Executive Summary

This report presents an exploratory data analysis of three English language text corpora (blogs, news, and Twitter) to inform the development of a word prediction algorithm. The analysis examines file characteristics, vocabulary distributions, n-gram patterns, and text properties that are essential for building an effective predictive text application.

Most Significant Findings:

  • Vocabulary size and word frequency distributions follow a heavy tailed distribution.
  • N-gram analysis reveals common phrase structures among text corpora, useful for prediction.
  • Different text sources exhibit unique linguistic characteristics.

1. Environment Setup

# Load required libraries
library(tidyverse)
library(stringi)
library(knitr)
library(gridExtra)

# Set seed for reproducibility
set.seed(123)

2. Data Loading and Basic Statistics

files <- c(
  blogs = "en_US.blogs.txt",
  news = "en_US.news.txt",
  twitter = "en_US.twitter.txt"
)

# Function to get file statistics
get_file_stats <- function(filepath) {
  # Check if file exists
  if (!file.exists(filepath)) {
    return(list(
      size_mb = NA,
      lines = NA,
      words = NA,
      chars = NA,
      lines_sample = character(0)
    ))
  }
  
  # Get file size
  size_mb <- file.info(filepath)$size / 1024^2
  
  # Read file
  con <- file(filepath, "r")
  lines <- readLines(con, encoding = "UTF-8", skipNul = TRUE)
  close(con)
  
  # Calculate statistics
  n_lines <- length(lines)
  n_words <- sum(stri_count_words(lines))
  n_chars <- sum(stri_length(lines))
  
  list(
    size_mb = size_mb,
    lines = n_lines,
    words = n_words,
    chars = n_chars,
    lines_sample = lines
  )
}

# Collect statistics for all files
stats_list <- lapply(files, get_file_stats)

# Create summary table
summary_table <- data.frame(
  Source = names(files),
  Size_MB = sapply(stats_list, function(x) round(x$size_mb, 2)),
  Total_Lines = sapply(stats_list, function(x) format(x$lines, big.mark = ",")),
  Total_Words = sapply(stats_list, function(x) format(x$words, big.mark = ",")),
  Total_Characters = sapply(stats_list, function(x) format(x$chars, big.mark = ",")),
  Avg_Words_Per_Line = sapply(stats_list, function(x) 
    round(x$words / x$lines, 1))
)

kable(summary_table, caption = "Table 1: Corpus File Statistics",
      align = c('l', 'r', 'r', 'r', 'r', 'r'))
Table 1: Corpus File Statistics
Source Size_MB Total_Lines Total_Words Total_Characters Avg_Words_Per_Line
blogs blogs 200.42 899,288 37,546,250 206,824,505 41.8
news news 196.28 1,010,242 34,762,395 203,223,159 34.4
twitter twitter 159.36 2,360,148 30,093,413 162,096,241 12.8

Notable Observations

The table above presents the fundamental characteristics of each corpus. Twitter entries show shorter average length per line compared to blogs and news, reflecting the platform’s character limitations and conversational nature.

*Recorded data*

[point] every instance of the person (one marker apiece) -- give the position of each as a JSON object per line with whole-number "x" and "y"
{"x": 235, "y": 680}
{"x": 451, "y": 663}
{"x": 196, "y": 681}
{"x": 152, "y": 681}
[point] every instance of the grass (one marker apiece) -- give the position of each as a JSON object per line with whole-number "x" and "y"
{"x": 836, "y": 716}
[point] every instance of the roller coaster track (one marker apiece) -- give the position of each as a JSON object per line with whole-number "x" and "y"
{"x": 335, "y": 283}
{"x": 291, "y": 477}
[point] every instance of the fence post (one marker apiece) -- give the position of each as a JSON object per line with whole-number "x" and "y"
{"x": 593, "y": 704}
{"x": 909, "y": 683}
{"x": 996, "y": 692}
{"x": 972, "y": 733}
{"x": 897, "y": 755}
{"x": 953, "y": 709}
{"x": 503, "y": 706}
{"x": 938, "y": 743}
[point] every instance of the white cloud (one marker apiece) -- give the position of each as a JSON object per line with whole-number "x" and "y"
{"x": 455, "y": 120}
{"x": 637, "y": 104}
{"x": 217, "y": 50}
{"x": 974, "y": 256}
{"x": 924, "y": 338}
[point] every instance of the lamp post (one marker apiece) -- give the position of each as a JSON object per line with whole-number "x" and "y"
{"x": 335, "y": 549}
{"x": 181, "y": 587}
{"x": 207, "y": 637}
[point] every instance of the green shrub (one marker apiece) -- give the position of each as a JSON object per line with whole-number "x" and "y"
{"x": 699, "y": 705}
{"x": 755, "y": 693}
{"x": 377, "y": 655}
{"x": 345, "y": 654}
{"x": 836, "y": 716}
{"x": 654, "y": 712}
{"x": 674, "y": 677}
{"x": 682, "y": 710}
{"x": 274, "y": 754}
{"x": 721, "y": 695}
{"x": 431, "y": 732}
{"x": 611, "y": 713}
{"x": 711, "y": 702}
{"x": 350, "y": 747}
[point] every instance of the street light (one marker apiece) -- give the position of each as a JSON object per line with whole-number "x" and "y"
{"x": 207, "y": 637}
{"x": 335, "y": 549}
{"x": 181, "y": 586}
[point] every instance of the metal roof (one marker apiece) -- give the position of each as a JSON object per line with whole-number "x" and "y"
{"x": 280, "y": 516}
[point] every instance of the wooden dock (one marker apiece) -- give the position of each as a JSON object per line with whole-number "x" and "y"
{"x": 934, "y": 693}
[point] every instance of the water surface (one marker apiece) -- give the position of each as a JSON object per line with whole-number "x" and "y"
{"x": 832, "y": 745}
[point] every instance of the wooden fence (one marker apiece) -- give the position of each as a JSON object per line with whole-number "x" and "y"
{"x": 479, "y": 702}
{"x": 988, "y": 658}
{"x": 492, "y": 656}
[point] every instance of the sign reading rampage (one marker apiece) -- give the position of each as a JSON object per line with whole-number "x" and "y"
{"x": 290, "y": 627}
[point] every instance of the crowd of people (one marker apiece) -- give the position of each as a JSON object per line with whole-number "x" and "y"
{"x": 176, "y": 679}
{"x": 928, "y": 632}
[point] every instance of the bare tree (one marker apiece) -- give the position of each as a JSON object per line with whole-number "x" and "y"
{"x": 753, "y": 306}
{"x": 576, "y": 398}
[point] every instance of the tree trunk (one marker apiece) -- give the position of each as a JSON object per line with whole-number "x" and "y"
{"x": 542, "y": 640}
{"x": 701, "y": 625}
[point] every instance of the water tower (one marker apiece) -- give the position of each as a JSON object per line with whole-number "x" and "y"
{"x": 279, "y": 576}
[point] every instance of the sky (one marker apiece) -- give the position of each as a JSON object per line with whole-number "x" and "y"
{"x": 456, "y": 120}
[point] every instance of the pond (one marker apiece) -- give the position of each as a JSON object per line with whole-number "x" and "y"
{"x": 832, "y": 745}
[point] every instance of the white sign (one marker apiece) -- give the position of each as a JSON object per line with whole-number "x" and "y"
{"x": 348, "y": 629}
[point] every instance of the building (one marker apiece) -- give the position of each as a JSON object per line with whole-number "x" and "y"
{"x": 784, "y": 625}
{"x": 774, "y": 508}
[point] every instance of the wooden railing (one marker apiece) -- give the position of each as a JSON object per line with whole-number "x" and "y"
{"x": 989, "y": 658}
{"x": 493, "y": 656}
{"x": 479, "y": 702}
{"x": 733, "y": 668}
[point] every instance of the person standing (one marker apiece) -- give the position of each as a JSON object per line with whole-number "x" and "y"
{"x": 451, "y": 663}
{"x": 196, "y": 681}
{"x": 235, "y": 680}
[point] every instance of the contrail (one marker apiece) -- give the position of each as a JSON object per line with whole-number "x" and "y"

*Stated goal A*
From the corpus analysis report, output the passage starting with "This report presents" and going on through "unique linguistic characteristics.".
*Stated goal B*
Answer these questions using the corpus analysis report:
(i) What value is given to set.seed?
(ii) Which corpus has the most total lines, and how many?
(iii) What encoding does readLines use when reading each file?
*Stated goal C*
Condense the corpus analysis report's paragraph beginning "This report presents an exploratory data analysis" into a bulleted list.
The records were drawn from a separate source.

*Exercise response A*
This report presents an exploratory data analysis of three English language text corpora (blogs, news, and Twitter) to inform the development of a word prediction algorithm. The analysis examines file characteristics, vocabulary distributions, n-gram patterns, and text properties that are essential for building an effective predictive text application.

Most Significant Findings:

  • Vocabulary size and word frequency distributions follow a heavy tailed distribution.
  • N-gram analysis reveals common phrase structures among text corpora, useful for prediction.
  • Different text sources exhibit unique linguistic characteristics.

*Exercise response B*
(i) 123
(ii) Twitter, with 2,360,148 lines
(iii) UTF-8

*Exercise response C*
- Exploratory data analysis of three English text corpora: blogs, news, and Twitter
- Purpose: inform development of a word prediction algorithm
- Examines file characteristics, vocabulary distributions, n-gram patterns, and text properties needed for a predictive text application